Your assignment. Your reply should hold exactly the lines from the one that contains "[(410, 322), (139, 345), (306, 566)]" through the end of the data. Repeat them word for word.

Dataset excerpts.
● ● ● ● ● ● ●

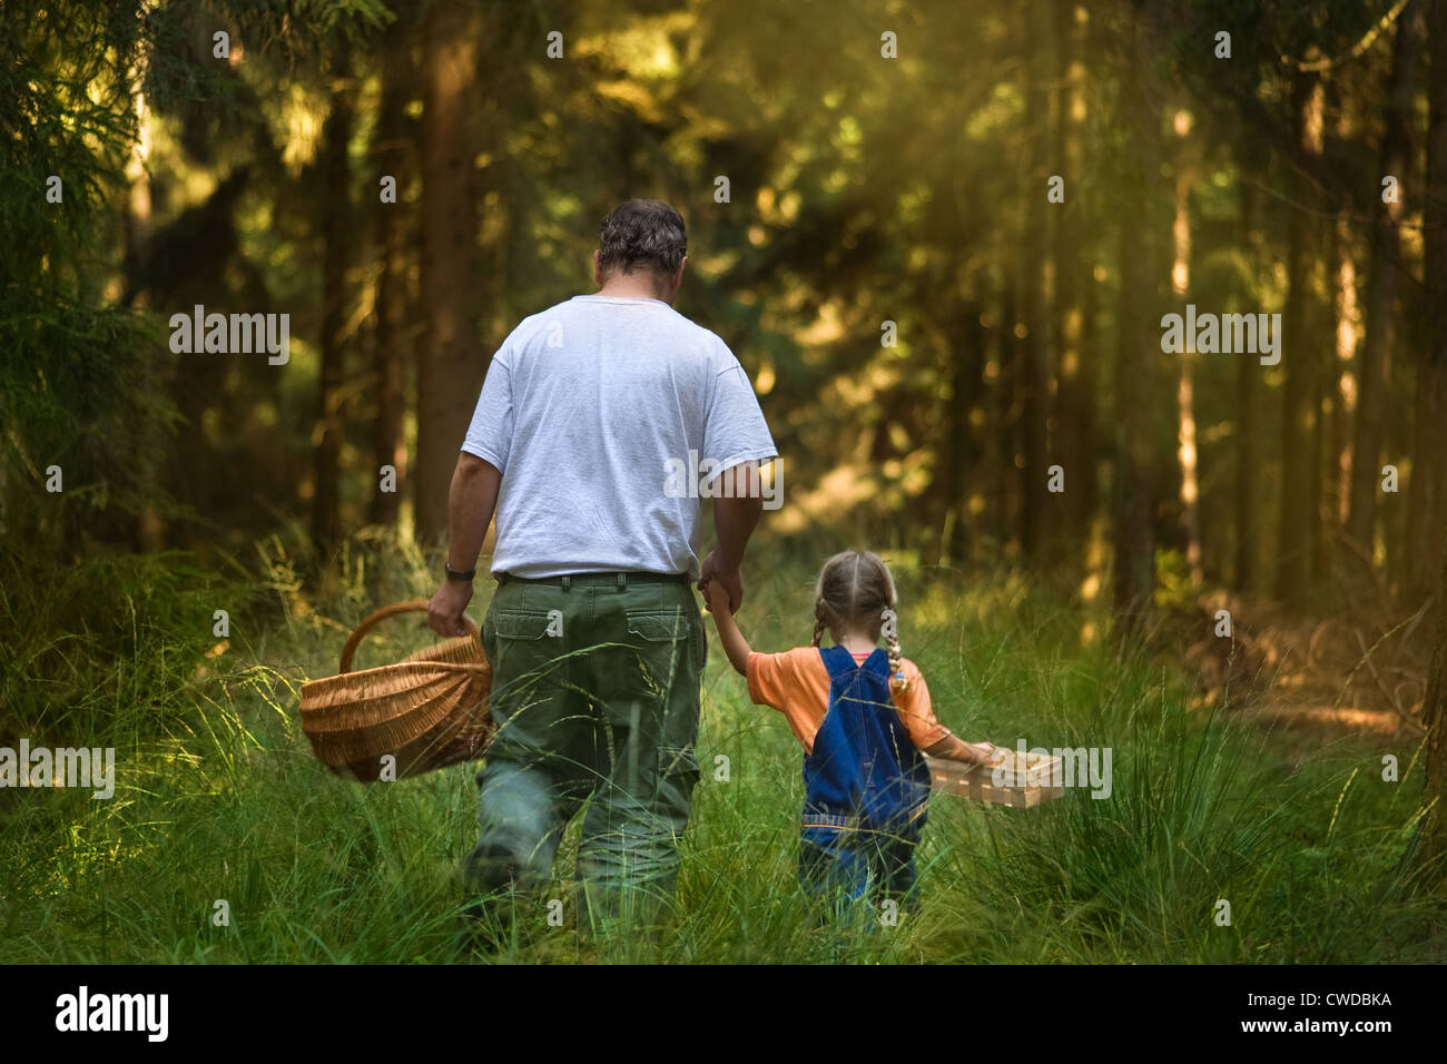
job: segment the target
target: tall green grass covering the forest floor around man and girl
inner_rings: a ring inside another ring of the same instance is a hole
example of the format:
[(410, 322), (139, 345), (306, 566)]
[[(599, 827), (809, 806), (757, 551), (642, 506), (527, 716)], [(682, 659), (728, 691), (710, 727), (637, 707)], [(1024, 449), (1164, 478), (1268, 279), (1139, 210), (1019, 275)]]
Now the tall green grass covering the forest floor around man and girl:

● ● ● ● ● ● ●

Answer section.
[(410, 322), (139, 345), (306, 566)]
[[(599, 827), (809, 806), (757, 551), (642, 506), (527, 716)], [(682, 659), (728, 691), (710, 727), (637, 707)], [(1024, 449), (1164, 478), (1268, 279), (1139, 210), (1019, 275)]]
Now the tall green grass covering the forest floor around man and girl:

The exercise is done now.